> _I tuoi compiti_
[1] Rispondi a queste domande sull'articolo sulle molestie all'adunata degli Alpini:
(a) In quale città si è tenuta l'adunata?
(b) Quali realtà sostengono le attiviste di "Non una di meno"?
(c) Oltre che sui giornali, in quali luoghi l'articolo dice che si trova la violenza sulle donne?
[2] Riproduci fedelmente un passo dell'articolo sulle molestie all'adunata degli Alpini: comincia dalle parole "Cat-calling, prepotenze, stalking, insulti" e fermati dopo "vicina, della collega.".
---------- Estratto della pagina
Monta il caso delle molestie all’adunata degli Alpini a Rimini. L’associazione “Non una di meno” sta raccogliendo, via Instagram, le testimonianze di numerosissime donne che hanno subìto molestie da parte dei partecipanti all’adunata. E si parla già di 150 donne che raccontano episodi di violenza di cui sono state vittime in quei giorni.

Cat-calling, prepotenze, stalking, insulti sessisti, palpeggi. Partito da Rimini la scorsa settimana, il caso è finito all’attenzione dei media e delle Istituzioni. Sui fatti che coinvolgono il corpo degli Alpini si stanno già muovendo le attiviste dell’associazione di tutela delle donne come “Non una di meno”, con il supporto e il sostegno di “DiRe” e dei Centri Antiviolenza. L’impegno è quello di fare luce sull’accaduto, sostenere e tutelare tutte le donne coinvolte e offese da comportamenti violenti e accendere i riflettori su una piaga sociale che ci coinvolge ogni giorno: la violenza contro le donne.

LA VIOLENZA SULLE DONNE SI NASCONDE OVUNQUE

È tra noi. La leggiamo, la ascoltiamo, la viviamo ovunque. Non solo sui giornali, ma a casa dei vicini, nei bar, per strada, sul posto di lavoro. È l’esperienza dell’amica, della vicina, della collega.
--------------------
---------- Insieme di righe
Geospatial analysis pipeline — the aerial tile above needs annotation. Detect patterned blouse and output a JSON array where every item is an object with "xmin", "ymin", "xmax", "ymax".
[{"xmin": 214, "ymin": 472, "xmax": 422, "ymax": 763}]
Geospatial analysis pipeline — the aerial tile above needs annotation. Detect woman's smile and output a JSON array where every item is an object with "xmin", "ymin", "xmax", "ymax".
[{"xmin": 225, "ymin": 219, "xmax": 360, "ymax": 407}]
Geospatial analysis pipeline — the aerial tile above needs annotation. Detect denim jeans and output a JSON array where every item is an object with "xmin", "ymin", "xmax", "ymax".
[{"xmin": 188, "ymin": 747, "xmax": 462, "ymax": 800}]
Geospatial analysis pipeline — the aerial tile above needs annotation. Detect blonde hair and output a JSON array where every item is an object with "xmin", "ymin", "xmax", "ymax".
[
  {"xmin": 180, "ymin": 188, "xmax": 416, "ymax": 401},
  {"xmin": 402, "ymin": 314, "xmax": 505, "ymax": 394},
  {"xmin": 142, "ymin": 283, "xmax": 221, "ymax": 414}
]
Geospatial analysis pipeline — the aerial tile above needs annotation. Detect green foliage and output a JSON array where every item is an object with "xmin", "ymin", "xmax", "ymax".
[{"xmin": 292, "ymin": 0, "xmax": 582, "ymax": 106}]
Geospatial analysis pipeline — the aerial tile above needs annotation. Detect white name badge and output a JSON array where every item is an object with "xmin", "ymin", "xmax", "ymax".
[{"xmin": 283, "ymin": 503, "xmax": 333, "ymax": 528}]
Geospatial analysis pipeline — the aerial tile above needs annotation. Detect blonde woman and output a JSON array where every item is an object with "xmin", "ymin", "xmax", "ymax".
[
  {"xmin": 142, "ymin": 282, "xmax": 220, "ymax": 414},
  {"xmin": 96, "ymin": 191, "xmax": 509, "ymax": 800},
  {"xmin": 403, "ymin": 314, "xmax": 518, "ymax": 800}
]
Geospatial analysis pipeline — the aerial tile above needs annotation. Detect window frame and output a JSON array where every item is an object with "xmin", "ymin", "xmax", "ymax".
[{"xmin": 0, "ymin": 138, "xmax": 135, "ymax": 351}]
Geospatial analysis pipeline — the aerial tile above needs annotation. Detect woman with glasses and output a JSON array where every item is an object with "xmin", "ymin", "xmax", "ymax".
--------------------
> _Risposte in ordine_
[1]
(a) A Rimini.
(b) "DiRe" e i Centri Antiviolenza.
(c) A casa dei vicini, nei bar, per strada, sul posto di lavoro.

[2]
Cat-calling, prepotenze, stalking, insulti sessisti, palpeggi. Partito da Rimini la scorsa settimana, il caso è finito all’attenzione dei media e delle Istituzioni. Sui fatti che coinvolgono il corpo degli Alpini si stanno già muovendo le attiviste dell’associazione di tutela delle donne come “Non una di meno”, con il supporto e il sostegno di “DiRe” e dei Centri Antiviolenza. L’impegno è quello di fare luce sull’accaduto, sostenere e tutelare tutte le donne coinvolte e offese da comportamenti violenti e accendere i riflettori su una piaga sociale che ci coinvolge ogni giorno: la violenza contro le donne.

LA VIOLENZA SULLE DONNE SI NASCONDE OVUNQUE

È tra noi. La leggiamo, la ascoltiamo, la viviamo ovunque. Non solo sui giornali, ma a casa dei vicini, nei bar, per strada, sul posto di lavoro. È l’esperienza dell’amica, della vicina, della collega.